PROBLEM TO SOLVE:
Print the data exactly. Omit the pictures.

==*==

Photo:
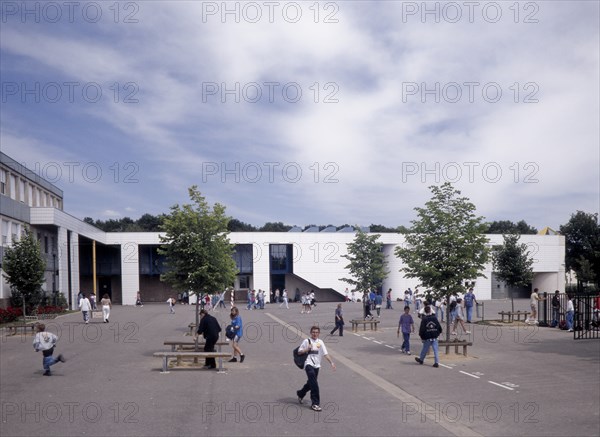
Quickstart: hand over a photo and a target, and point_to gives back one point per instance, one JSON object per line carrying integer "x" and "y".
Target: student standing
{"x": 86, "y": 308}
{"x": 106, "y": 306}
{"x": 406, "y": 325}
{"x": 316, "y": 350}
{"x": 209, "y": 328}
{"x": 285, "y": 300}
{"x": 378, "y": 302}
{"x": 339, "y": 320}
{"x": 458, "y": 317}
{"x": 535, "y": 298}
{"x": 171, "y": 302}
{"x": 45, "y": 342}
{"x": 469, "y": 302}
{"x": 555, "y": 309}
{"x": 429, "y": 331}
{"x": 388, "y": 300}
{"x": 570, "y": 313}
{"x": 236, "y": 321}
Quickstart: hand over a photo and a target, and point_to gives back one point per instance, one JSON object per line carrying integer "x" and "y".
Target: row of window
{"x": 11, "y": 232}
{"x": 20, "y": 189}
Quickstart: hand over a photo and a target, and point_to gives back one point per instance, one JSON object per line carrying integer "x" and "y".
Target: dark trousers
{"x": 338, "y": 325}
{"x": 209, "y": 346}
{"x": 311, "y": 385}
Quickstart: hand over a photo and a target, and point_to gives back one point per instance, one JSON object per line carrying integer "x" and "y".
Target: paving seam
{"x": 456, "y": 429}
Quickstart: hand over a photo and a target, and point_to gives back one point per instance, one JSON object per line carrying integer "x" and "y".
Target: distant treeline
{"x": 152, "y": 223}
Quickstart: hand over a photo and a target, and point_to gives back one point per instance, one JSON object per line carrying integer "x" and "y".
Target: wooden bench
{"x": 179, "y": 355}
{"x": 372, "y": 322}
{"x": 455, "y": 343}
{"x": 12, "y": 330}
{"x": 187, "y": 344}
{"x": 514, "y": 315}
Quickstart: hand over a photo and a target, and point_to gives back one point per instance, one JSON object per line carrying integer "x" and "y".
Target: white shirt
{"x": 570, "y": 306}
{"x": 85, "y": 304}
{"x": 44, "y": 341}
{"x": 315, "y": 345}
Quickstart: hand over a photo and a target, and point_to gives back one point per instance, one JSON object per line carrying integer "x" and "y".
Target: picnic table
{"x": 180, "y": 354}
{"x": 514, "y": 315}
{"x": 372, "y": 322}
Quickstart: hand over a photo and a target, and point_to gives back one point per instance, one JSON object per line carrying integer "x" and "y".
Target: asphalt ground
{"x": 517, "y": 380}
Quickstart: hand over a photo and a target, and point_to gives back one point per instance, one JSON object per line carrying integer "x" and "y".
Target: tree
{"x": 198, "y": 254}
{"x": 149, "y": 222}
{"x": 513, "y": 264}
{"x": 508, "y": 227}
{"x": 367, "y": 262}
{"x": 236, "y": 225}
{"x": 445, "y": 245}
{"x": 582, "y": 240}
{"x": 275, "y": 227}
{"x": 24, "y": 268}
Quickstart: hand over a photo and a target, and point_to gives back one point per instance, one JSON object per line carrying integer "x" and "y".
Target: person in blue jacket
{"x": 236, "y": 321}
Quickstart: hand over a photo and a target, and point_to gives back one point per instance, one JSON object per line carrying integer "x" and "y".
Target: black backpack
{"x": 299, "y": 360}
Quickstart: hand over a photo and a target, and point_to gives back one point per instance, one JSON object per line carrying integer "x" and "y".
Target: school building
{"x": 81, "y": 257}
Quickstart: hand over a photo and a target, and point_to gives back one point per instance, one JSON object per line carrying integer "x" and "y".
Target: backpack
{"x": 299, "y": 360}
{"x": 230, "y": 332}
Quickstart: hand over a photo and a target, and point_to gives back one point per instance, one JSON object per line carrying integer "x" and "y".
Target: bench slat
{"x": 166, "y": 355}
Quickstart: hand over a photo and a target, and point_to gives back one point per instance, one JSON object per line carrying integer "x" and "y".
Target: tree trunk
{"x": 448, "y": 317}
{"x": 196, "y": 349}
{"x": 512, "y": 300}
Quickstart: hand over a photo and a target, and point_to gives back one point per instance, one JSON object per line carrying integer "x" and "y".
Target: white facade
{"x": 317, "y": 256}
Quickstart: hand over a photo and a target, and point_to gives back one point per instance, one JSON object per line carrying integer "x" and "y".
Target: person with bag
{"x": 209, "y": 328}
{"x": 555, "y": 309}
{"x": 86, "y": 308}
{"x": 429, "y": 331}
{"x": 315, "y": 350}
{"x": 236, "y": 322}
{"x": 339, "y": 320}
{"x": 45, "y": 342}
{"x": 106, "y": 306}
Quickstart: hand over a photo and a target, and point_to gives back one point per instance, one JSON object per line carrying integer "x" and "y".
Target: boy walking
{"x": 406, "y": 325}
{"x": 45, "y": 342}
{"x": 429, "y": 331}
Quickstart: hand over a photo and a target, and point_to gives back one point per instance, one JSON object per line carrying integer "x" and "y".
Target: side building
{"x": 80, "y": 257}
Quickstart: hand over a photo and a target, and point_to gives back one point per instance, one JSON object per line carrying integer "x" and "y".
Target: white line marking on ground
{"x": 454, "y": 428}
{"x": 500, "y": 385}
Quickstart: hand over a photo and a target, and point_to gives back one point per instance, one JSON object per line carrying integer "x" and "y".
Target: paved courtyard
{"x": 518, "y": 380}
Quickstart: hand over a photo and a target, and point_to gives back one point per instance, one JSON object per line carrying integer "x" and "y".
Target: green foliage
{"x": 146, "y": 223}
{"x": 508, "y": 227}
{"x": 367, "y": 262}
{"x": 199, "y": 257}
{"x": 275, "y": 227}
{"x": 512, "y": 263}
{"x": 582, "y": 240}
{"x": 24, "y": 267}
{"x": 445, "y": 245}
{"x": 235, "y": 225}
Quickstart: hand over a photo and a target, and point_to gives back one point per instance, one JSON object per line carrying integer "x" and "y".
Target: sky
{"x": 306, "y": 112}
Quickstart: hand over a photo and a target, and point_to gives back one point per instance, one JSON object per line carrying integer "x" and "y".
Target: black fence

==*==

SOLUTION FOR THIS EXERCISE:
Photo:
Quickstart: hand over a photo and a target, and point_to gives back one point per instance, one JSON object per line carrying integer "x" and "y".
Target: student standing
{"x": 86, "y": 308}
{"x": 106, "y": 306}
{"x": 406, "y": 325}
{"x": 316, "y": 350}
{"x": 209, "y": 328}
{"x": 285, "y": 300}
{"x": 378, "y": 302}
{"x": 339, "y": 320}
{"x": 458, "y": 317}
{"x": 535, "y": 298}
{"x": 171, "y": 302}
{"x": 45, "y": 342}
{"x": 469, "y": 302}
{"x": 555, "y": 309}
{"x": 429, "y": 331}
{"x": 388, "y": 300}
{"x": 570, "y": 313}
{"x": 236, "y": 321}
Quickstart: hand over a photo and a target, and point_to gives back one point per instance, one JSON object per line carrying integer "x" and "y".
Target: row of window
{"x": 11, "y": 232}
{"x": 20, "y": 189}
Quickstart: hand over a photo and a target, and point_to gives back one point per instance, one JSON object per line carrying integer "x" and "y".
Target: dark trousers
{"x": 338, "y": 325}
{"x": 209, "y": 346}
{"x": 311, "y": 385}
Quickstart: hand over a photo and a target, and point_to gives back one point per instance, one JSON object per line carrying integer "x" and "y".
Target: paving seam
{"x": 456, "y": 429}
Quickstart: hand over a photo and a target, and point_to gives back one point per instance, one JSON object per line carrying integer "x" and "y".
Target: distant treeline
{"x": 152, "y": 223}
Quickstart: hand over a photo and a target, and point_to gives back one point per instance, one JSON object per line carrying integer "x" and "y".
Target: wooden bench
{"x": 179, "y": 355}
{"x": 372, "y": 322}
{"x": 455, "y": 343}
{"x": 12, "y": 330}
{"x": 187, "y": 344}
{"x": 514, "y": 315}
Quickstart: hand over a photo and a target, and point_to gives back one point per instance, one JSON object per line carrying integer "x" and "y".
Target: white shirt
{"x": 570, "y": 306}
{"x": 85, "y": 304}
{"x": 44, "y": 341}
{"x": 315, "y": 345}
Quickstart: hand over a photo and a target, and point_to gives back one point per instance, one JSON object per line carrying integer "x" and "y".
Target: picnic table
{"x": 180, "y": 354}
{"x": 514, "y": 315}
{"x": 372, "y": 322}
Quickstart: hand over a photo and a target, and point_to gives back one point per instance, one JSON object per line carrying integer "x" and "y".
Target: asphalt ground
{"x": 517, "y": 380}
Quickstart: hand over a photo and a target, and point_to gives back one point per instance, one JSON object per line carrying integer "x" and "y".
Target: tree
{"x": 198, "y": 254}
{"x": 149, "y": 222}
{"x": 513, "y": 264}
{"x": 508, "y": 227}
{"x": 367, "y": 262}
{"x": 236, "y": 225}
{"x": 445, "y": 245}
{"x": 582, "y": 240}
{"x": 275, "y": 227}
{"x": 24, "y": 268}
Quickstart: hand over a photo and a target, and point_to gives back one point per instance, one JSON object per line carrying integer "x" and "y".
Target: person in blue jacket
{"x": 236, "y": 321}
Quickstart: hand over a photo and a target, and point_to gives back one point per instance, one JSON object per line carrying integer "x" and "y".
Target: black backpack
{"x": 299, "y": 360}
Quickstart: hand over a photo and a target, and point_to gives back one point per instance, one JSON object per line carrying integer "x" and "y".
Target: school building
{"x": 81, "y": 257}
Quickstart: hand over a photo and a target, and point_to gives back one point per instance, one JSON object per line carrying integer "x" and "y".
Target: backpack
{"x": 299, "y": 360}
{"x": 230, "y": 332}
Quickstart: hand over a photo and a target, and point_to gives back one point per instance, one JSON object per line carrying integer "x" and "y".
Target: bench slat
{"x": 166, "y": 355}
Quickstart: hand over a photo and a target, and point_to gives back one point per instance, one JSON object per line carrying integer "x" and "y".
Target: tree trunk
{"x": 448, "y": 317}
{"x": 196, "y": 349}
{"x": 512, "y": 300}
Quickstart: hand over a photo and a target, and point_to gives back one point per instance, one JSON object per line carrying integer "x" and "y".
Target: white facade
{"x": 317, "y": 256}
Quickstart: hand over a photo and a target, and point_to gives back one point per instance, one JSON object per line carrying integer "x" and "y".
Target: person with bag
{"x": 209, "y": 328}
{"x": 555, "y": 309}
{"x": 86, "y": 308}
{"x": 429, "y": 331}
{"x": 315, "y": 350}
{"x": 236, "y": 322}
{"x": 339, "y": 320}
{"x": 45, "y": 342}
{"x": 106, "y": 306}
Quickstart: hand over a photo and a target, and point_to gives back one point per instance, one JSON object per line carrying integer "x" and "y".
Target: boy walking
{"x": 406, "y": 325}
{"x": 45, "y": 342}
{"x": 429, "y": 331}
Quickstart: hand over a photo and a target, and point_to gives back one point per instance, one JSON object per line carrying integer "x" and "y".
Target: side building
{"x": 80, "y": 257}
Quickstart: hand over a photo and a target, and point_to gives back one point per instance, one JSON object per line carrying integer "x" and "y".
Target: white line marking on ground
{"x": 454, "y": 428}
{"x": 500, "y": 385}
Quickstart: hand over a photo and a target, and point_to gives back one point per instance, one JSON object per line carrying integer "x" and "y".
Target: paved courtyard
{"x": 518, "y": 380}
Quickstart: hand over a photo and a target, and point_to gives back one point per instance, one JSON object per line carrying integer "x" and "y".
Target: green foliage
{"x": 146, "y": 223}
{"x": 508, "y": 227}
{"x": 367, "y": 262}
{"x": 199, "y": 257}
{"x": 275, "y": 227}
{"x": 512, "y": 263}
{"x": 582, "y": 240}
{"x": 24, "y": 267}
{"x": 445, "y": 245}
{"x": 235, "y": 225}
Quickstart: hand over a photo and a target, and point_to gives back one point per instance, one JSON object per line carrying integer "x" and "y".
Target: sky
{"x": 306, "y": 112}
Quickstart: hand over a photo and a target, and point_to gives back one point per instance, one JSON object per line carrying integer "x" and "y".
Target: black fence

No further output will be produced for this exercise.